#### What to produce:
I would like you to output every record below exactly, apart from the pictures.

#### Records provided:
---
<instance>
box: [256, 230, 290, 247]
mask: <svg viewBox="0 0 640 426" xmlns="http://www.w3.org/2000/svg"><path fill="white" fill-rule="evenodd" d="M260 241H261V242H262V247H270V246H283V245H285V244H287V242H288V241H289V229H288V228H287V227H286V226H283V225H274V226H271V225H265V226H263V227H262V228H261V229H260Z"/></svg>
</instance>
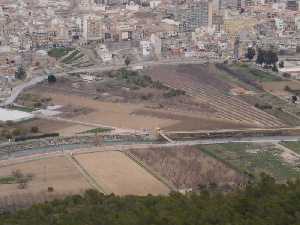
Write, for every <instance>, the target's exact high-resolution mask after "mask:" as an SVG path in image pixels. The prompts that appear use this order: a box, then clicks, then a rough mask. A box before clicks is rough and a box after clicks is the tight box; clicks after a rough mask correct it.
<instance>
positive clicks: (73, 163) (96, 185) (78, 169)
mask: <svg viewBox="0 0 300 225" xmlns="http://www.w3.org/2000/svg"><path fill="white" fill-rule="evenodd" d="M65 157H66V158H67V159H68V160H69V161H70V162H71V163H72V164H73V165H74V166H75V167H76V168H77V169H78V170H79V172H80V173H81V175H82V176H83V178H84V179H85V180H86V181H87V182H88V184H90V185H91V187H94V188H96V189H97V190H98V191H100V192H102V193H103V194H108V193H107V191H105V190H104V188H102V187H101V185H99V184H98V182H97V181H96V180H95V179H94V178H93V176H92V175H90V174H89V173H88V171H87V170H86V169H85V168H84V167H83V166H82V165H81V164H80V162H79V161H78V160H77V159H76V158H75V157H73V156H72V155H69V154H65Z"/></svg>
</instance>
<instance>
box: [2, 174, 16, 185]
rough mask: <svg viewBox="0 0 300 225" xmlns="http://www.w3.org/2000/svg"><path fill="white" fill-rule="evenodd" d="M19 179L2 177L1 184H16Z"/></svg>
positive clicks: (13, 177)
mask: <svg viewBox="0 0 300 225" xmlns="http://www.w3.org/2000/svg"><path fill="white" fill-rule="evenodd" d="M15 183H17V178H16V177H15V176H7V177H0V184H15Z"/></svg>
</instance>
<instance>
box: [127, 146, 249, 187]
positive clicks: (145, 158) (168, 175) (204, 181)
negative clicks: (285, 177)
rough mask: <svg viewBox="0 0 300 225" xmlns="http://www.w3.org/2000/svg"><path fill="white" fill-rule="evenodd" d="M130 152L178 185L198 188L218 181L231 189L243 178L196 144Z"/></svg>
mask: <svg viewBox="0 0 300 225" xmlns="http://www.w3.org/2000/svg"><path fill="white" fill-rule="evenodd" d="M130 153H132V154H134V155H135V156H136V157H137V158H138V159H139V160H141V161H142V162H144V163H145V165H147V166H148V167H150V168H151V169H153V170H154V171H155V172H156V173H159V174H160V175H161V176H162V177H164V178H165V179H167V180H168V181H170V182H171V183H172V184H173V185H174V186H175V187H176V188H178V189H183V190H184V189H193V190H196V189H198V188H199V186H208V185H211V184H215V185H217V186H218V187H220V188H221V189H222V190H228V189H231V188H234V187H236V186H237V185H238V184H241V183H243V182H244V179H243V177H242V176H241V175H240V174H239V173H238V172H236V171H235V170H233V169H231V168H229V167H228V166H226V165H225V164H223V163H222V162H220V161H218V160H216V159H214V158H212V157H210V156H208V155H206V154H204V153H202V152H201V151H200V150H199V149H197V148H194V147H181V146H180V147H169V148H154V149H153V148H149V149H136V150H130Z"/></svg>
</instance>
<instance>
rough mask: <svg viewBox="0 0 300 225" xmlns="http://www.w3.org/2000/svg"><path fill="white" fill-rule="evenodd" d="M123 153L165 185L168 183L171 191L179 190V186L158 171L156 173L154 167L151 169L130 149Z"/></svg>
---
#### Task answer:
<instance>
box: [256, 230, 290, 247]
mask: <svg viewBox="0 0 640 426" xmlns="http://www.w3.org/2000/svg"><path fill="white" fill-rule="evenodd" d="M260 241H261V242H262V247H270V246H283V245H285V244H287V242H288V241H289V229H288V228H287V227H286V226H283V225H274V226H271V225H265V226H263V227H262V228H261V229H260Z"/></svg>
</instance>
Write, for every <instance>, the target's exact high-resolution mask after "mask:" as an SVG path in image pixels. The prompts that appear use this order: a box, then clicks, then a rough mask. A box before clicks is rough and a box after clicks is the tight box; clicks after a rough mask correct it.
<instance>
positive clicks: (73, 163) (96, 185) (78, 169)
mask: <svg viewBox="0 0 300 225" xmlns="http://www.w3.org/2000/svg"><path fill="white" fill-rule="evenodd" d="M65 157H66V158H67V159H68V160H69V161H70V162H71V163H72V164H73V165H74V166H75V167H76V168H77V169H78V170H79V172H80V173H81V175H82V176H83V178H84V179H85V180H86V181H87V182H88V184H90V185H91V187H94V188H96V189H97V190H98V191H100V192H102V193H103V194H108V193H107V191H105V190H104V188H102V187H101V185H99V184H98V182H97V181H96V180H95V179H94V178H93V176H92V175H90V174H89V173H88V171H87V170H86V169H85V168H84V167H83V166H82V165H81V164H80V162H79V161H78V160H77V159H76V158H75V157H73V156H72V155H69V154H65Z"/></svg>
</instance>
<instance>
box: [2, 174, 16, 185]
rough mask: <svg viewBox="0 0 300 225" xmlns="http://www.w3.org/2000/svg"><path fill="white" fill-rule="evenodd" d="M19 179L2 177L1 184H16Z"/></svg>
positive clicks: (13, 177)
mask: <svg viewBox="0 0 300 225" xmlns="http://www.w3.org/2000/svg"><path fill="white" fill-rule="evenodd" d="M15 183H17V178H16V177H15V176H7V177H0V184H15Z"/></svg>
</instance>
<instance>
box: [127, 146, 249, 187]
positive clicks: (145, 158) (168, 175) (204, 181)
negative clicks: (285, 177)
rough mask: <svg viewBox="0 0 300 225" xmlns="http://www.w3.org/2000/svg"><path fill="white" fill-rule="evenodd" d="M130 152L178 185L198 188L218 181L231 189L243 178L196 144Z"/></svg>
mask: <svg viewBox="0 0 300 225" xmlns="http://www.w3.org/2000/svg"><path fill="white" fill-rule="evenodd" d="M130 153H132V154H134V155H135V156H136V157H137V158H138V159H139V160H141V161H142V162H144V163H145V165H147V166H148V167H150V168H151V169H153V170H154V171H155V172H156V173H159V174H160V175H161V176H162V177H164V178H165V179H167V180H168V181H170V182H171V183H172V184H173V185H174V186H175V187H176V188H178V189H183V190H184V189H193V190H196V189H198V188H199V186H208V185H211V184H215V185H217V186H218V187H220V188H221V189H222V190H228V189H231V188H234V187H236V186H237V185H238V184H241V183H243V182H244V179H243V177H242V176H241V175H240V174H239V173H238V172H236V171H235V170H233V169H231V168H229V167H228V166H226V165H225V164H223V163H222V162H220V161H218V160H216V159H214V158H212V157H210V156H208V155H206V154H204V153H202V152H201V151H200V150H199V149H197V148H194V147H181V146H180V147H169V148H154V149H153V148H149V149H136V150H130Z"/></svg>
</instance>
<instance>
rough mask: <svg viewBox="0 0 300 225" xmlns="http://www.w3.org/2000/svg"><path fill="white" fill-rule="evenodd" d="M123 153L165 185L168 183L171 191L179 190V186L158 171L156 173L154 167L151 169L130 149Z"/></svg>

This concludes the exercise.